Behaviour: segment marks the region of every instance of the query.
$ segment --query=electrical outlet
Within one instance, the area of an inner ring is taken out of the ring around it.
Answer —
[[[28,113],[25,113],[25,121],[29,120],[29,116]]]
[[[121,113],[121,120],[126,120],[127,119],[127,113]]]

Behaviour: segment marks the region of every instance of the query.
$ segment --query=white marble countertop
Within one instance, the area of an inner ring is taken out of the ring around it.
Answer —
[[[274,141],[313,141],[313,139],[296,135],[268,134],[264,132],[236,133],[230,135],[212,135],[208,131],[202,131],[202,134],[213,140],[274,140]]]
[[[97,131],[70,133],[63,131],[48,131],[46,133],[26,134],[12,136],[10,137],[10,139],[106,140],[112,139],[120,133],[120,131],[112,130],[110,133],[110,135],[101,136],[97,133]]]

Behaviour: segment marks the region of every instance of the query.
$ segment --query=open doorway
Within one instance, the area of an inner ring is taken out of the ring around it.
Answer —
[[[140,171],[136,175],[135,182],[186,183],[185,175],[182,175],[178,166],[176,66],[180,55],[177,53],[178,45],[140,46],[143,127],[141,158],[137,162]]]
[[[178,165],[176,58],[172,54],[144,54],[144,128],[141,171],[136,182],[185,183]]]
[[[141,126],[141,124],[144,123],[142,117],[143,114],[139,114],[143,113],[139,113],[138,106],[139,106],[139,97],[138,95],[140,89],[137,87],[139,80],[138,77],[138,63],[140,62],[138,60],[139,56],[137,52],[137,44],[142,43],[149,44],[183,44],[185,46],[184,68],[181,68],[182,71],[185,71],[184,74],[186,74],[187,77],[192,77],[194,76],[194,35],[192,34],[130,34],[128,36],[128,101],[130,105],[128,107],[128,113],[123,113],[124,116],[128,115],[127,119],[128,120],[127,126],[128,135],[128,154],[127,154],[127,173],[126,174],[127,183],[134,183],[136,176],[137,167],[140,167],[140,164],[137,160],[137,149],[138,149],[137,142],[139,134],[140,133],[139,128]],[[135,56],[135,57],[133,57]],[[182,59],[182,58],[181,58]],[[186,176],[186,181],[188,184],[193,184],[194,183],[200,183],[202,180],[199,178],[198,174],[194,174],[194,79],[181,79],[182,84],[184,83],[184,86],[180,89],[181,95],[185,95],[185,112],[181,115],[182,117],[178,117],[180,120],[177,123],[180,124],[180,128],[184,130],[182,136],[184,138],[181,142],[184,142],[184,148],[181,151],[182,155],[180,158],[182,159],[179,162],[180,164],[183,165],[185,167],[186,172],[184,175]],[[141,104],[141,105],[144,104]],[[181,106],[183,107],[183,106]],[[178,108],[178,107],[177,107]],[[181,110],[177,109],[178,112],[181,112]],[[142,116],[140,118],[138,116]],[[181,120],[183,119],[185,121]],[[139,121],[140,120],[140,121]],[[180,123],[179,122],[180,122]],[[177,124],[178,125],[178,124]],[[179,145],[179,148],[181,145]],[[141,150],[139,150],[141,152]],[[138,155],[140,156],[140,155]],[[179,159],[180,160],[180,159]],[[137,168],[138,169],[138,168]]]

**GIVEN REQUEST:** Set out every line of the records above as a Markdown table with the columns Row and Line, numbering each row and leaving out blank lines.

**EXERCISE SOLUTION:**
| Row | Line |
|---|---|
| 1 | Behaviour: segment marks the region of every instance of the query. |
| 2 | $ segment --query=electrical outlet |
| 3 | Within one instance, the area of an inner ring is taken out of the ring around it. |
| 4 | Answer — |
| 5 | [[[28,113],[25,113],[25,121],[29,120],[29,116]]] |
| 6 | [[[121,113],[121,120],[126,120],[127,119],[127,113]]] |
| 7 | Behaviour: segment marks the region of every instance of the query. |
| 8 | $ segment --query=white marble countertop |
| 9 | Within one instance, the area of an inner ring is taken out of the ring around it. |
| 10 | Answer — |
| 11 | [[[274,141],[313,141],[313,139],[296,135],[268,134],[264,132],[236,133],[230,135],[212,135],[208,131],[202,131],[202,134],[213,140],[274,140]]] |
| 12 | [[[97,131],[70,133],[63,131],[48,131],[46,133],[26,134],[12,136],[10,137],[10,139],[106,140],[112,139],[120,133],[120,131],[112,130],[110,133],[110,135],[101,136],[97,133]]] |
| 13 | Behaviour: segment marks the region of every instance of the query. |
| 14 | $ segment --query=open doorway |
| 15 | Within one instance, the area of an inner ring is taken out of the ring around it. |
| 16 | Answer — |
| 17 | [[[140,171],[136,175],[135,182],[186,183],[185,175],[182,175],[178,166],[176,66],[180,55],[177,53],[178,45],[140,46],[143,127],[141,158],[137,162]]] |
| 18 | [[[178,165],[176,58],[172,54],[144,54],[144,128],[141,171],[136,182],[185,183]]] |
| 19 | [[[141,126],[141,124],[144,123],[142,117],[143,114],[139,114],[143,113],[139,113],[138,106],[139,106],[139,97],[138,95],[140,89],[137,87],[139,80],[138,77],[138,63],[140,62],[138,60],[139,56],[137,52],[137,44],[142,43],[149,44],[183,44],[185,46],[184,68],[181,68],[182,71],[185,71],[184,74],[186,74],[187,77],[192,77],[194,76],[194,35],[192,34],[130,34],[128,36],[128,101],[130,105],[128,107],[128,113],[123,113],[124,116],[128,115],[127,119],[128,120],[127,126],[128,135],[128,154],[127,154],[127,173],[126,174],[127,183],[134,183],[136,176],[137,167],[140,167],[140,164],[137,160],[137,149],[138,149],[137,142],[139,134],[140,133],[139,128]],[[135,56],[135,57],[133,57]],[[182,59],[182,58],[181,58]],[[186,176],[186,181],[188,184],[193,184],[194,183],[200,183],[202,180],[199,178],[198,174],[194,174],[194,79],[181,79],[182,84],[184,83],[184,86],[180,89],[181,95],[185,95],[185,112],[181,115],[182,117],[178,117],[180,120],[177,123],[180,124],[180,128],[184,130],[182,136],[184,138],[181,142],[184,142],[184,148],[181,151],[182,155],[180,158],[182,159],[179,162],[180,164],[183,165],[185,167],[186,172],[184,175]],[[141,104],[141,105],[144,104]],[[181,106],[183,107],[183,106]],[[178,108],[178,107],[177,107]],[[181,110],[177,109],[178,112],[181,112]],[[142,116],[140,118],[138,116]],[[181,120],[183,119],[185,121]],[[139,121],[140,120],[140,121]],[[180,123],[179,122],[180,122]],[[177,124],[178,125],[178,124]],[[179,145],[179,148],[181,145]],[[141,150],[139,150],[141,152]],[[138,155],[140,156],[140,155]],[[179,159],[180,160],[180,159]],[[137,168],[138,169],[138,168]]] |